Records for the exercise:
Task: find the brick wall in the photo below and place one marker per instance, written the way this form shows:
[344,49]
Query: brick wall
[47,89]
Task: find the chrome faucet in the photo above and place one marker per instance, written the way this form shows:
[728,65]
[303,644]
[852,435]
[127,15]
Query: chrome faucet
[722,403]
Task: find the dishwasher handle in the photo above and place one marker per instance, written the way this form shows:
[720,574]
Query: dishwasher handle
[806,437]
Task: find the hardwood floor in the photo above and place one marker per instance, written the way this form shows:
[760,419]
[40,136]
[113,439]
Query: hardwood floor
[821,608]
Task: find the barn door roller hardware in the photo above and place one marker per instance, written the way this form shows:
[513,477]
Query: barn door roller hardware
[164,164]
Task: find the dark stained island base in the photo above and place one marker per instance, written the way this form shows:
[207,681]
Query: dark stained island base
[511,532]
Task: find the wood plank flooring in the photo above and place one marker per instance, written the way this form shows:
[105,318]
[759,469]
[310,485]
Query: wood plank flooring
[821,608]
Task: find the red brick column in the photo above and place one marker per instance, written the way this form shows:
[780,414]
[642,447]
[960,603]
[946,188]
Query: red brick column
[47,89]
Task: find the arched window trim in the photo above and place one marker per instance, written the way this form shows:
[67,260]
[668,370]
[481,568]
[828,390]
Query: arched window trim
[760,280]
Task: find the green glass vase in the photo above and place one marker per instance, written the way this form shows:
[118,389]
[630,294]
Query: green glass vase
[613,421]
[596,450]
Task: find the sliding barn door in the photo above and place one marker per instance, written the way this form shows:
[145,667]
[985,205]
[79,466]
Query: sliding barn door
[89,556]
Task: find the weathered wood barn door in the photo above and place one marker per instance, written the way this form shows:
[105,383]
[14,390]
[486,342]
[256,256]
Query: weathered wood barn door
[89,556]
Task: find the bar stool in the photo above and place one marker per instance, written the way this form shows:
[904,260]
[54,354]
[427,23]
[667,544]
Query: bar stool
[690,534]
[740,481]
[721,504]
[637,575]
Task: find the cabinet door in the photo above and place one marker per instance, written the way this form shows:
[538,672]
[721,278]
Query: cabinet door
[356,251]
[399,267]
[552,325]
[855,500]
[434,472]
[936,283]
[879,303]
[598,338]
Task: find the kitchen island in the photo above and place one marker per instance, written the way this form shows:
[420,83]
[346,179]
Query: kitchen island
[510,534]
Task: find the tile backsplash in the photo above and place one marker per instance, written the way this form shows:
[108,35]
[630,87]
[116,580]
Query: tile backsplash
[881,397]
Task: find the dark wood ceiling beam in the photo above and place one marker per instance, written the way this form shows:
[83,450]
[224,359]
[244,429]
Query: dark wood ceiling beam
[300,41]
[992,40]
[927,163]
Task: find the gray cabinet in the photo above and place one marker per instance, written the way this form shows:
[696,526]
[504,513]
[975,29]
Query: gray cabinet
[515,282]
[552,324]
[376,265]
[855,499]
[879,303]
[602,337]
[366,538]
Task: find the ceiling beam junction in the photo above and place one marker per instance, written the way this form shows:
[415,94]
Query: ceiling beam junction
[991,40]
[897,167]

What is needed:
Copy the material from the line containing "Task: find the tile" through the end of the material, both ends included, reproducing every line without any change.

The output:
Task: find the tile backsplash in the photo above and place one marker per instance, written the way this form shows:
[108,35]
[630,87]
[116,580]
Query: tile backsplash
[881,397]
Task: find the dark wood ceiling beam in the photo above and place one marker per instance, written the way this form shows:
[83,450]
[224,359]
[244,429]
Query: dark wood ceiling beam
[300,41]
[992,40]
[927,163]
Task: find the gray cabinet in the photo above and place one marker per instance, written the way this form shows:
[696,526]
[504,513]
[975,29]
Query: gray cabinet
[515,282]
[552,324]
[376,265]
[855,499]
[879,303]
[602,337]
[366,538]
Task: find the ceiling beam junction in the photo above and place one marker per instance, written the way this form shows:
[415,94]
Query: ceiling beam junction
[991,40]
[897,167]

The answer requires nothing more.